Exercise brief
From the listing below, set down exactly the lines between the one holding "Locate the yellow" and the one holding "shirt in this photo and return bounding boxes", inclusive. No other line is wanted.

---- Information provided

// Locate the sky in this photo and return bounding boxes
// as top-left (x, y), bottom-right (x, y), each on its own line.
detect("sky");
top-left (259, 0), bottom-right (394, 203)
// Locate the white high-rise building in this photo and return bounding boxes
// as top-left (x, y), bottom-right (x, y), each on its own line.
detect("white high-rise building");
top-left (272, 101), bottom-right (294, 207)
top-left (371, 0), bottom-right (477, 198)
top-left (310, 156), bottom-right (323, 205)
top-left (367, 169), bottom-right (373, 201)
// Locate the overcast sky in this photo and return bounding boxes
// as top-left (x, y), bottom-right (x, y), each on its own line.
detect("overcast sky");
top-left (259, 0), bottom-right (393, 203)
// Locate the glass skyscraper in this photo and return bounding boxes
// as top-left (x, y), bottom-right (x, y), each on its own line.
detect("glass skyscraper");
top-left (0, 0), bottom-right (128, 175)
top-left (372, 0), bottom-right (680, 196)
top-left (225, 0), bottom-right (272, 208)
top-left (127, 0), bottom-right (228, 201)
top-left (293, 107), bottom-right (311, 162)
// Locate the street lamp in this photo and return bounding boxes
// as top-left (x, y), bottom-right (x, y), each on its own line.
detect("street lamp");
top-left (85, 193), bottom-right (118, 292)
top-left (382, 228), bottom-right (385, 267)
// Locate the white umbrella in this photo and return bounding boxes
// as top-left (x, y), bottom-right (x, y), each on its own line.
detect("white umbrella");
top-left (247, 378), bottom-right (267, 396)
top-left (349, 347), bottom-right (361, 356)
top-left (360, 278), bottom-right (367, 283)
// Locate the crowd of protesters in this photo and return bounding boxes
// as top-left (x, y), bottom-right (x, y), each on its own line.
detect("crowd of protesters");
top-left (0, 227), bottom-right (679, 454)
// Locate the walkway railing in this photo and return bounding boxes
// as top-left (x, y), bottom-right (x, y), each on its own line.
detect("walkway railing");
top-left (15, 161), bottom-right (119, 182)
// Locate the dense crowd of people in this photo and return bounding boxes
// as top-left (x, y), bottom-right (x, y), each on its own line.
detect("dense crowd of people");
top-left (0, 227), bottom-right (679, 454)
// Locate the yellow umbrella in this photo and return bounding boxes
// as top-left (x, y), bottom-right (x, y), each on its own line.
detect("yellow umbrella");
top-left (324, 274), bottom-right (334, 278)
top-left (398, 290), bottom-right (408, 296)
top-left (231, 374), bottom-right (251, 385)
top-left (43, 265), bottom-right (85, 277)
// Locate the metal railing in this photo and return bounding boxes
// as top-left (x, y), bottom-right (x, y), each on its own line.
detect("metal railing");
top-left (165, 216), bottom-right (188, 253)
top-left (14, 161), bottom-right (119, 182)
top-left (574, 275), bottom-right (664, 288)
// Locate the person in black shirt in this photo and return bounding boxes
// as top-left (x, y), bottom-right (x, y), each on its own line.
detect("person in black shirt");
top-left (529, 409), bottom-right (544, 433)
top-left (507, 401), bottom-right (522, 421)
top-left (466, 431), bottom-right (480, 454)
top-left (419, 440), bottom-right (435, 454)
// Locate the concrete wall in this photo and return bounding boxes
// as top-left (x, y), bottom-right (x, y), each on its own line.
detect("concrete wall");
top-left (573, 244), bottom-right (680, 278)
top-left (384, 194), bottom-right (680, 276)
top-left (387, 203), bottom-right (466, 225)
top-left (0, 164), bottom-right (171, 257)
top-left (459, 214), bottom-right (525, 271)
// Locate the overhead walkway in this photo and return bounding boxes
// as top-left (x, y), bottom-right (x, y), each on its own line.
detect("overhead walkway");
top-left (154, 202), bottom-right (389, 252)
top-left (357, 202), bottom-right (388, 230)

--------

Response area
// Locate the yellow umbrella in this photo and return bounding boxes
// as top-left (x, y), bottom-right (x, y), each on its own line.
detect("yellow umbrella");
top-left (324, 274), bottom-right (334, 278)
top-left (398, 290), bottom-right (408, 296)
top-left (231, 374), bottom-right (251, 385)
top-left (43, 265), bottom-right (85, 277)
// Locate the metal railing in this photo and return bounding boxes
// as top-left (x, y), bottom-right (x, y), each on its own line.
detect("metal railing");
top-left (165, 216), bottom-right (188, 253)
top-left (14, 161), bottom-right (119, 182)
top-left (574, 275), bottom-right (664, 288)
// Locate the person in black shirt in this photo and return bounding boxes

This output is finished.